Stored dataset items:

::::

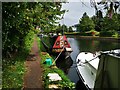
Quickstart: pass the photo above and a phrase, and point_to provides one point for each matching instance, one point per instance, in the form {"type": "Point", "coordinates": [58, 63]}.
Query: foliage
{"type": "Point", "coordinates": [86, 24]}
{"type": "Point", "coordinates": [65, 83]}
{"type": "Point", "coordinates": [21, 17]}
{"type": "Point", "coordinates": [13, 72]}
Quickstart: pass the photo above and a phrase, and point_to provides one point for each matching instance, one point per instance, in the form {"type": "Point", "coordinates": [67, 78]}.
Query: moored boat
{"type": "Point", "coordinates": [100, 70]}
{"type": "Point", "coordinates": [61, 45]}
{"type": "Point", "coordinates": [87, 65]}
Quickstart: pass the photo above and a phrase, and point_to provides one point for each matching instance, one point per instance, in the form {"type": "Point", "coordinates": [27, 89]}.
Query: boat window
{"type": "Point", "coordinates": [57, 43]}
{"type": "Point", "coordinates": [65, 43]}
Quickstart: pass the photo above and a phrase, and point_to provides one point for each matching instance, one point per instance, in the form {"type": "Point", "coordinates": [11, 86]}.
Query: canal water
{"type": "Point", "coordinates": [78, 45]}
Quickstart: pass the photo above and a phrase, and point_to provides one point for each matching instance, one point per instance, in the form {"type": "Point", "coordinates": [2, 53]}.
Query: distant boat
{"type": "Point", "coordinates": [87, 65]}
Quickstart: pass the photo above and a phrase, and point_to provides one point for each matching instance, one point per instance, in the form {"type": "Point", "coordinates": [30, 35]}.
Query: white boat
{"type": "Point", "coordinates": [87, 65]}
{"type": "Point", "coordinates": [94, 71]}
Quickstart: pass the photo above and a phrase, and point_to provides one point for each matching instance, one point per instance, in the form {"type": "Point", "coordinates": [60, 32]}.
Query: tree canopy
{"type": "Point", "coordinates": [86, 23]}
{"type": "Point", "coordinates": [21, 18]}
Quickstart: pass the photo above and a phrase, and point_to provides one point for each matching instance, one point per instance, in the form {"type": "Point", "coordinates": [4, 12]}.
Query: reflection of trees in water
{"type": "Point", "coordinates": [64, 64]}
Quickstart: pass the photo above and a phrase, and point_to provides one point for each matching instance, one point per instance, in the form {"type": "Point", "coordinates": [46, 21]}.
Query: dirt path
{"type": "Point", "coordinates": [32, 78]}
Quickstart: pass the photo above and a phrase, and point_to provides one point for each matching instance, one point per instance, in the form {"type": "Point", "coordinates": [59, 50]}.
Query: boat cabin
{"type": "Point", "coordinates": [61, 44]}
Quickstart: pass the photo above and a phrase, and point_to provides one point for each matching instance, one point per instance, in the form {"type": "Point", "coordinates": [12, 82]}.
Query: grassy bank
{"type": "Point", "coordinates": [64, 84]}
{"type": "Point", "coordinates": [13, 68]}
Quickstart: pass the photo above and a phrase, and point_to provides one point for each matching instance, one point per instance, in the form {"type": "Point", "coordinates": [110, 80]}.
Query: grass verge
{"type": "Point", "coordinates": [65, 83]}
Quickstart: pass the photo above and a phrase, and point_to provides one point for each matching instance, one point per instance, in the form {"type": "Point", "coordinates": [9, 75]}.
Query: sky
{"type": "Point", "coordinates": [76, 9]}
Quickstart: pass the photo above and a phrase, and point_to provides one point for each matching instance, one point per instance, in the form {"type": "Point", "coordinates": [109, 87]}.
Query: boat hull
{"type": "Point", "coordinates": [86, 70]}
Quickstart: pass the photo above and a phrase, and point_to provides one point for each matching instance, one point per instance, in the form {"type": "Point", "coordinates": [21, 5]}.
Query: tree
{"type": "Point", "coordinates": [21, 18]}
{"type": "Point", "coordinates": [86, 24]}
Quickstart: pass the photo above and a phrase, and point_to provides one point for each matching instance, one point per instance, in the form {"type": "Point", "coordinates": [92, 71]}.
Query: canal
{"type": "Point", "coordinates": [78, 45]}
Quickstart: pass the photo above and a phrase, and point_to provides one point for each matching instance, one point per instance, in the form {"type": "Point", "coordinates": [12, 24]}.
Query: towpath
{"type": "Point", "coordinates": [33, 75]}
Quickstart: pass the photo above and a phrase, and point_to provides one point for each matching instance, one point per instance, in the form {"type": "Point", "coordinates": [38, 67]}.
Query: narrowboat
{"type": "Point", "coordinates": [100, 70]}
{"type": "Point", "coordinates": [61, 45]}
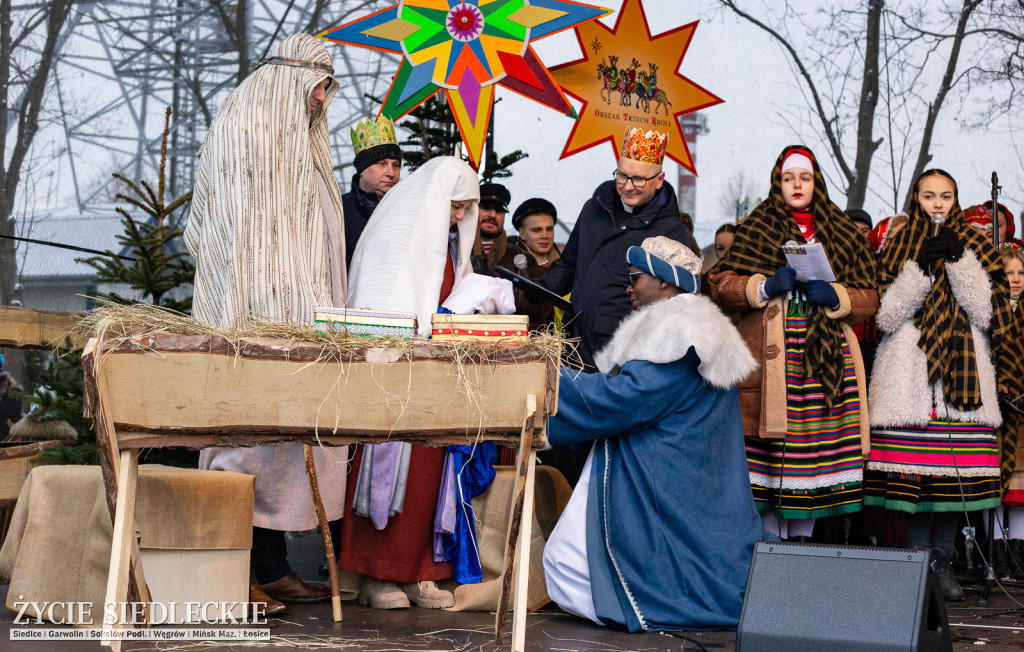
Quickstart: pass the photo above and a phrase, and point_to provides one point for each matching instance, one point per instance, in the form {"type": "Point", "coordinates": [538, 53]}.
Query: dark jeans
{"type": "Point", "coordinates": [269, 553]}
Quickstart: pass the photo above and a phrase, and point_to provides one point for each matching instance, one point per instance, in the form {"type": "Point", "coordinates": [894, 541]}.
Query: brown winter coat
{"type": "Point", "coordinates": [762, 395]}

::::

> **Work to complete**
Would you quote, exactly and only, the lines from the one containing "Query: dark jeans" to the end of the entries?

> **Exercise result**
Query: dark jeans
{"type": "Point", "coordinates": [269, 553]}
Quickstart: pass the photo above and a phrase, and point_to provides one point for each matching instance, one point per instance, in the form {"type": "Point", "coordinates": [894, 541]}.
Query: brown winter coat
{"type": "Point", "coordinates": [762, 395]}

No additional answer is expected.